▶ Textauszug

Die Palästinenser errichteten aus Protest auf selbigem Gebiet eine Zeltstadt und nannten sie »Bab al-Schams – Tor der Sonne«. Die Aktion  wurde von der Palästinensischen Autonomiebehörde geduldet, wenn nicht gar unterstützt, und medial professionell inszeniert. In der Folge entstanden im Westjordanland weitere symbolische Dörfer wie »Bab al-Karameh – Tor der Würde« oder »Bab al-Qamar – Tor des Mondes«. Die Zeltstädte und Sit-ins stehen sinnbildlich für den Kampf, der um die B- und C-Gebiete im Westjordanland entbrannt ist.

 

In der Vergangenheit waren es vor allem national-religiöse israelische Siedler, die spontan Wohncontainer ohne staatliche Genehmigung in den besetzten Gebieten errichteten. Einmal installiert, hat sich die Räumung dieser Außenposten als ein höchst zähes Verfahren erwiesen, das sich jahrelang hinziehen kann. Die palästinensischen Aktivisten von Bab al-Schams, Bab al-Karameh oder Bab al-Qamar ließ Israel jedoch nicht lange gewähren. Obwohl die Zelte auf dem E1-Gebiet auf palästinensischem Privatgrund aufgeschlagen worden waren, wurde das Lager innerhalb von 48 Stunden geräumt – ohne richterliche Deckung durch den Obersten Gerichtshof. Die neue Strategie der Palästinenser trifft auf israelischer Seite einen empfindlichen Nerv.

 

Palästina braucht die Unterstützung der internationalen Staatengemeinschaft

 

Auch wenn keines der Dörfer Bestand hatte: Mit Bab al-Schams haben die Palästinenser zwei wichtige Ziele erreicht. Zum einen erlangten sie internationale Aufmerksamkeit für die fortgesetzte Landnahme durch Israel im Westjordanland. Zum anderen zogen bei der Aktion unterschiedliche Akteure an einem Strang. Eine Allianz aus zivilgesellschaftlichen und parteipolitischen Gruppen, unter ihnen lokale Widerstandskomitees, Fatah und Al-Mubadara, organisierte die Initiative mit Einverständnis der Palästinensischen Autonomiebehörde.

 

Die PA, die der Sicherheitskooperation mit Israel verpflichtet ist, ist im letzten Jahr eher dadurch aufgefallen, öffentliche Proteste aus den Reihen der Zivilgesellschaft einzuhegen denn sie zu befördern. Die Kooperation zwischen Präsident Abbas und seinen israelischen Counterparts hat nach dem UN-Gang einen Tiefpunkt erreicht. Bislang kann von einer dritten Intifada noch nicht gesprochen werden, denn im Unterschied zur Ersten und Zweiten Intifada haben sich die Demonstrationen noch nicht zu Massenprotesten entwickelt, an denen sich breite Bevölkerungsschichten beteiligen.

▶ Extrahierte Informationen
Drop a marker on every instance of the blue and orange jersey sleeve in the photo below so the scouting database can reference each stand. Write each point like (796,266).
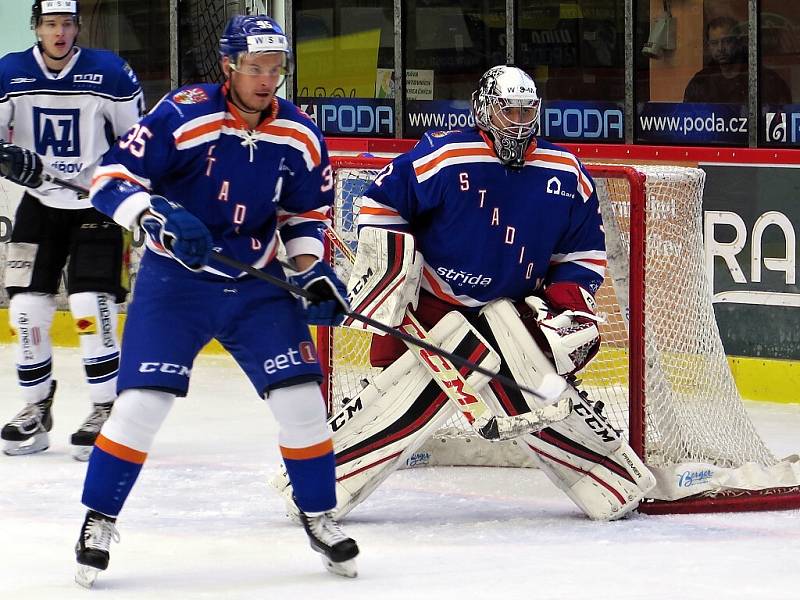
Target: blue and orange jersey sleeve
(134,165)
(307,185)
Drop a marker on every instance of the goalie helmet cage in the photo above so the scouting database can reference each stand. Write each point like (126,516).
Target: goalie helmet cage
(663,380)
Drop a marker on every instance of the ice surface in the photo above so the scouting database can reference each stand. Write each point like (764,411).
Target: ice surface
(202,523)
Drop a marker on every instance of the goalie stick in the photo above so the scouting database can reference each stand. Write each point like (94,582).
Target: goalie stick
(468,401)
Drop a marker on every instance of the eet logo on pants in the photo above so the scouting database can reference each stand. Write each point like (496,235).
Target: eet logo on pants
(305,353)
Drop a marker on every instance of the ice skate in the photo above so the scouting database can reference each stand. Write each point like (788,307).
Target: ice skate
(326,537)
(91,551)
(83,440)
(27,433)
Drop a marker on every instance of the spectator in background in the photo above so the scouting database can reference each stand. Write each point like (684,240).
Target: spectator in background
(725,79)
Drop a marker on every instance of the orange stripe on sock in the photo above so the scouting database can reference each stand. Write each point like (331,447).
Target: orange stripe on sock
(314,451)
(120,451)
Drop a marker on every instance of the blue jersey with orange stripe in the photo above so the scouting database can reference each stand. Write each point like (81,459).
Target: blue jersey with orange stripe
(245,185)
(487,231)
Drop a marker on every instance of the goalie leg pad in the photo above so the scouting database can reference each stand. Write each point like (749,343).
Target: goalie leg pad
(583,454)
(378,430)
(385,278)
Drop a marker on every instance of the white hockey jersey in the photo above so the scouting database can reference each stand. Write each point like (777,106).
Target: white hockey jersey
(70,118)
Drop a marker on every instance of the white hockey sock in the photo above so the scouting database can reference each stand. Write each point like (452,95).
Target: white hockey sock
(95,318)
(31,316)
(137,417)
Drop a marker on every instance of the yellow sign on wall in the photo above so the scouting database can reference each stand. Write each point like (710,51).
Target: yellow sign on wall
(343,66)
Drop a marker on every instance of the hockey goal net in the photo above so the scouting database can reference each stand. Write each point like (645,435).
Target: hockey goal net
(661,374)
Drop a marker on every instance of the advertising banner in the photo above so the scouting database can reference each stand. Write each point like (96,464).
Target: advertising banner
(559,121)
(692,123)
(583,121)
(750,218)
(352,117)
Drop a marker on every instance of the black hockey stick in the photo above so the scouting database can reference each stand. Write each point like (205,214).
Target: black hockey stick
(65,184)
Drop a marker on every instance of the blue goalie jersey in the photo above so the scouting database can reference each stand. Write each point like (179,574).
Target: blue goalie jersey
(245,185)
(487,231)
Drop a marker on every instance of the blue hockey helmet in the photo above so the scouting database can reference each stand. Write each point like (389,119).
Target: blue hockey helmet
(250,34)
(54,7)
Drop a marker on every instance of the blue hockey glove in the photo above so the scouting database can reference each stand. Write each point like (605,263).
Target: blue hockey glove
(179,232)
(20,165)
(330,304)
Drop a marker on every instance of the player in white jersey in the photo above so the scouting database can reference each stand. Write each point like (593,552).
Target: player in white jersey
(508,250)
(60,108)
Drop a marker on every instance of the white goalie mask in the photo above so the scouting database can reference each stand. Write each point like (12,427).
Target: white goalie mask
(506,106)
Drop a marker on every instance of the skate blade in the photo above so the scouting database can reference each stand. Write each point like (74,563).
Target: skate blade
(346,568)
(38,443)
(81,453)
(85,576)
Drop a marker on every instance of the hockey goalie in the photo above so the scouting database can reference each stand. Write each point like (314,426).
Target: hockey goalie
(487,242)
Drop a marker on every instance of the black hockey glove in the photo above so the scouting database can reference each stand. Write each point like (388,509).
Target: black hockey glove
(179,232)
(20,165)
(330,304)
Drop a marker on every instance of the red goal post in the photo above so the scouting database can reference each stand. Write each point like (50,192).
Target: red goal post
(664,381)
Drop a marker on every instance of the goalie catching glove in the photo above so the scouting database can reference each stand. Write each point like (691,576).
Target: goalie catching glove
(329,304)
(567,320)
(182,235)
(20,165)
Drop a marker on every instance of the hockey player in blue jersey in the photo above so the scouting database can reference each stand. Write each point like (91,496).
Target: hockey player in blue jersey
(509,249)
(62,102)
(235,169)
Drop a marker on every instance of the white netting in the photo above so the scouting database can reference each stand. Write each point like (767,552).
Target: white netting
(693,417)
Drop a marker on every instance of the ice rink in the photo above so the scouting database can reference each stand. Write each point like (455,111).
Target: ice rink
(202,522)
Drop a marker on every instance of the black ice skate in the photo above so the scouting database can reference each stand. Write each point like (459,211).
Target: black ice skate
(91,551)
(83,440)
(27,432)
(326,537)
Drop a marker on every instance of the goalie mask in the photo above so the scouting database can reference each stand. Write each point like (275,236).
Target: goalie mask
(54,7)
(255,34)
(506,106)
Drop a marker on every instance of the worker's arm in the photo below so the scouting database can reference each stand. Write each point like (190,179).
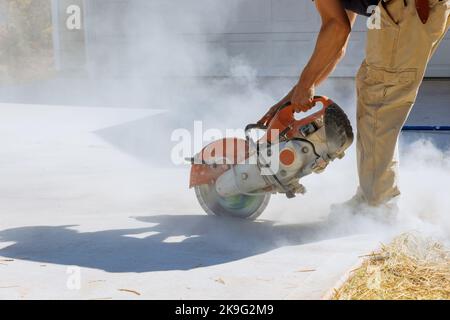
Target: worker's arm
(330,48)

▶ Ziel der Übung
Schreibe bitte den Text über die palästinensischen Zeltdörfer im Westjordanland im Anschluss an seinen letzten Satz weiter.

▶ Lösung der Übung
 

Zudem ist die palästinensische Führung im Westjordanland daran interessiert, dass die Lage nicht eskaliert. Nachdem den Palästinensern jahrzehntelang das Image terroristischer Gewalttäter anhaftete, ist sich die PA bewusst, dass sie mit der Aufnahme des bewaffneten Kampfs die Unterstützung der internationalen Gemeinschaft aufs Spiel setzen würde und verfolgt deswegen explizit die Strategie des gewaltlosen Widerstands. Einen eigenen Staat in den Grenzen von 1967 wird sie allein nicht verwirklichen können. Hierfür ist die Unterstützung der internationalen Öffentlichkeit und der Staatengemeinschaft unverzichtbar.

 

Von dem anstehenden Besuch von US-Präsident Obama erwarten die palästinensischen Verhandlungsführer unter Leitung von Mahmud Abbas vor allem eines: Dass Washington als der wichtigste Verbündete Israels eine neue Regierung unter Benjamin Netanjahu dazu bringt, Zugeständnisse für die Wiederaufnahme der israelisch-palästinensischen Verhandlungen zu machen. Die Freilassung von Gefangenen könnte den Druck der Straße mildern und deeskalierend wirken, doch die Anerkennung der Grenzen von 1967 als Grundlage für die Gespräche und die Einstellung des Siedlungsbaus zählen für die palästinensische Führung zu den Grundvoraussetzungen, um an den Verhandlungstisch zurückzukehren. Dass die neue israelische Regierung auf diese Forderungen eingehen wird, ist kaum wahrscheinlich. 


Ingrid Ross ist Leiterin des Regionalbüros der Friedrich-Ebert-Stiftung in Ost-Jerusalem.